Selected extract:
__________________________________________________

Psalm 63
O God, you are my God; eagerly I seek you; my soul is athirst for you. My flesh also faints for you, as in a dry and thirsty land where there is no water. So would I gaze upon you in your holy place, that I might behold your power and your glory.
Your loving-kindness is better than life itself and so my lips shall praise you. I will bless you as long as I live and lift up my hands in your name. My soul shall be satisfied, as with marrow and fatness, and my mouth shall praise you with joyful lips, When I remember you upon my bed and meditate on you in the watches of the night. For you have been my helper and under the shadow of your wings will I rejoice. My soul clings to you; your right hand shall hold me fast.
But those who seek my soul to destroy it shall go down to the depths of the earth; Let them fall by the edge of the sword and become a portion for jackals.
But the king shall rejoice in God; all those who swear by him shall be glad, for the mouth of those who speak lies shall be stopped.

__________________________________________________

Excerpted records:
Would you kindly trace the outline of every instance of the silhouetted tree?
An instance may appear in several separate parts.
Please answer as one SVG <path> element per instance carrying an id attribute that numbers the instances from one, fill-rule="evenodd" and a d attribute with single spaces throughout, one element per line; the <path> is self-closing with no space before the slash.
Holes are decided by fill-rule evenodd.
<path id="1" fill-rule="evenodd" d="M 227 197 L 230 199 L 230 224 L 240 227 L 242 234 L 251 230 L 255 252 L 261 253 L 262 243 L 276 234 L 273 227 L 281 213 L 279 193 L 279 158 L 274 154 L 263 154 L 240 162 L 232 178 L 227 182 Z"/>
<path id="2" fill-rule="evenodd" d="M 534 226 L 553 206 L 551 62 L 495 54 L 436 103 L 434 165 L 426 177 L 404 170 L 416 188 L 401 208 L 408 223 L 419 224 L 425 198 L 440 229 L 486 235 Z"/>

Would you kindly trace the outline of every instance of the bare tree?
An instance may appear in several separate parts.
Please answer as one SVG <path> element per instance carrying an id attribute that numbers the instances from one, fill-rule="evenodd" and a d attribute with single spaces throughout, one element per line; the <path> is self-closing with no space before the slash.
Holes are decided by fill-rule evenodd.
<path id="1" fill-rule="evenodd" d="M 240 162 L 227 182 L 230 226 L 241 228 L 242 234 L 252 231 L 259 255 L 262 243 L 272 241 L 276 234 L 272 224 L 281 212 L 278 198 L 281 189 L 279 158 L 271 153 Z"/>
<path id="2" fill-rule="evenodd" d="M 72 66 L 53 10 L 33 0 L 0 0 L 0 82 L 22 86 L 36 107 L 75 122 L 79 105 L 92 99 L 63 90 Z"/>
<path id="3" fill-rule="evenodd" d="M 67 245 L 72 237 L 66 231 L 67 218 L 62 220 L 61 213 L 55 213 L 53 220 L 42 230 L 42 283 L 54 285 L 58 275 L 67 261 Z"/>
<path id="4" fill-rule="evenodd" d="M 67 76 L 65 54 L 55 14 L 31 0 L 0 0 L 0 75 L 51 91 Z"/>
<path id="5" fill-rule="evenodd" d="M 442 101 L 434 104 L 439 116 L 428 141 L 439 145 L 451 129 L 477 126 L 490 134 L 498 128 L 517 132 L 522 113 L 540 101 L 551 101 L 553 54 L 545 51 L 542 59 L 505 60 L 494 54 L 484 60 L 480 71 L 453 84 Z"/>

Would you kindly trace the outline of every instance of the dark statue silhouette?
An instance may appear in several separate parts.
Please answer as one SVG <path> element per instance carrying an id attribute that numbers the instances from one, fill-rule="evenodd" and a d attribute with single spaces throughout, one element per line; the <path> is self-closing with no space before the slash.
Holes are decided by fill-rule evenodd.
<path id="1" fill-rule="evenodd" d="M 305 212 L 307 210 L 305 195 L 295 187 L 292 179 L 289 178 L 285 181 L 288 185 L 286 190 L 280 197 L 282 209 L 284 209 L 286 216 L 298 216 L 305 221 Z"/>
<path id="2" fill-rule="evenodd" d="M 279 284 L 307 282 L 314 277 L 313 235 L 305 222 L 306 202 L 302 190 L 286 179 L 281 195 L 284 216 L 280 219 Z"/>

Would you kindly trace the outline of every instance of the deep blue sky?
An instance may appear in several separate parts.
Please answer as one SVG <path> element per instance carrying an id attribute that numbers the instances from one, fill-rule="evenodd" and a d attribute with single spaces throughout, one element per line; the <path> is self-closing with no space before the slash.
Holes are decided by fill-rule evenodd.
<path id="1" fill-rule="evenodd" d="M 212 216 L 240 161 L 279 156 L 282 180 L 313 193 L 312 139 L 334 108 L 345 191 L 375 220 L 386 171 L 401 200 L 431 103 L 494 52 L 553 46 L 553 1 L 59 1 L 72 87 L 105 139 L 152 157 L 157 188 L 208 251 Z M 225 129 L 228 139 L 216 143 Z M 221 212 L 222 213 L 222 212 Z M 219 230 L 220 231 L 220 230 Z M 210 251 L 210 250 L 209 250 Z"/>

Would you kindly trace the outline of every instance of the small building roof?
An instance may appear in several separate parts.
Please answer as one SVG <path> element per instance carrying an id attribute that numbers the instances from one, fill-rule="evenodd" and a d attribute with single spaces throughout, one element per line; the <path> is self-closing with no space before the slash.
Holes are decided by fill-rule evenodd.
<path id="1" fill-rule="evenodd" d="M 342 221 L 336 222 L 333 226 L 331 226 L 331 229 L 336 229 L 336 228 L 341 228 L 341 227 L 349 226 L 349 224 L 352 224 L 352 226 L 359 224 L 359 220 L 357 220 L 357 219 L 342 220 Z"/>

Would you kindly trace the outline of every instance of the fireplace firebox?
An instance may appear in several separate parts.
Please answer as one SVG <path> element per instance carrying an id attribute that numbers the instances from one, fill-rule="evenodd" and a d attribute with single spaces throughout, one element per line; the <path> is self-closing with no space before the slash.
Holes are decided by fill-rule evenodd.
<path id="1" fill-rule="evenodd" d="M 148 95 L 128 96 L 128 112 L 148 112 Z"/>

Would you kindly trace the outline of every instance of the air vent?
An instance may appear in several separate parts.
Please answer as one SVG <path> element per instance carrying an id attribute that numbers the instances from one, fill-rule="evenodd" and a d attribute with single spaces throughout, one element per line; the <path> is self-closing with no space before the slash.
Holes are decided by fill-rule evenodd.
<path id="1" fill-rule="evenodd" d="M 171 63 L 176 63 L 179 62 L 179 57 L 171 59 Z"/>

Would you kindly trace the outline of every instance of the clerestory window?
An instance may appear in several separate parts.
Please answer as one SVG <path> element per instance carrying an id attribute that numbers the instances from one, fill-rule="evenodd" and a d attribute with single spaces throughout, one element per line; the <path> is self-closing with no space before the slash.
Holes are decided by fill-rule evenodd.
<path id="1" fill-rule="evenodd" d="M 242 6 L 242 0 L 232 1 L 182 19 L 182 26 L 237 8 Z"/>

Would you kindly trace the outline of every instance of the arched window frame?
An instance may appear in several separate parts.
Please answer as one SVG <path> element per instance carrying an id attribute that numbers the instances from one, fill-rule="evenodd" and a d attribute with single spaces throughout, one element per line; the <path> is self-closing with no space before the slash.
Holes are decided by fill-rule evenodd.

__________________________________________________

Problem 1:
Answer from Psalm 63:
(a) In what kind of land does the speaker's flesh faint?
(b) Where and when does the speaker remember and meditate on God?
(c) What shall those who seek the speaker's soul become?
Problem 2:
Sum up Psalm 63 in two sentences.
Problem 3:
Print the part of Psalm 63 from "But those who" to "portion for jackals.", word for word.
Leave the rows out of account here.

Worked solution 1:
(a) A dry and thirsty land where there is no water.
(b) Upon the speaker's bed, in the watches of the night.
(c) A portion for jackals.

Worked solution 2:
The speaker of Psalm 63 eagerly seeks God, thirsting for him as in a dry land, and declares that God's loving-kindness is better than life and will be praised for as long as the speaker lives. Those who seek the speaker's soul to destroy it shall go down to the depths of the earth, while the king shall rejoice in God and the mouths of liars shall be stopped.

Worked solution 3:
But those who seek my soul to destroy it shall go down to the depths of the earth; Let them fall by the edge of the sword and become a portion for jackals.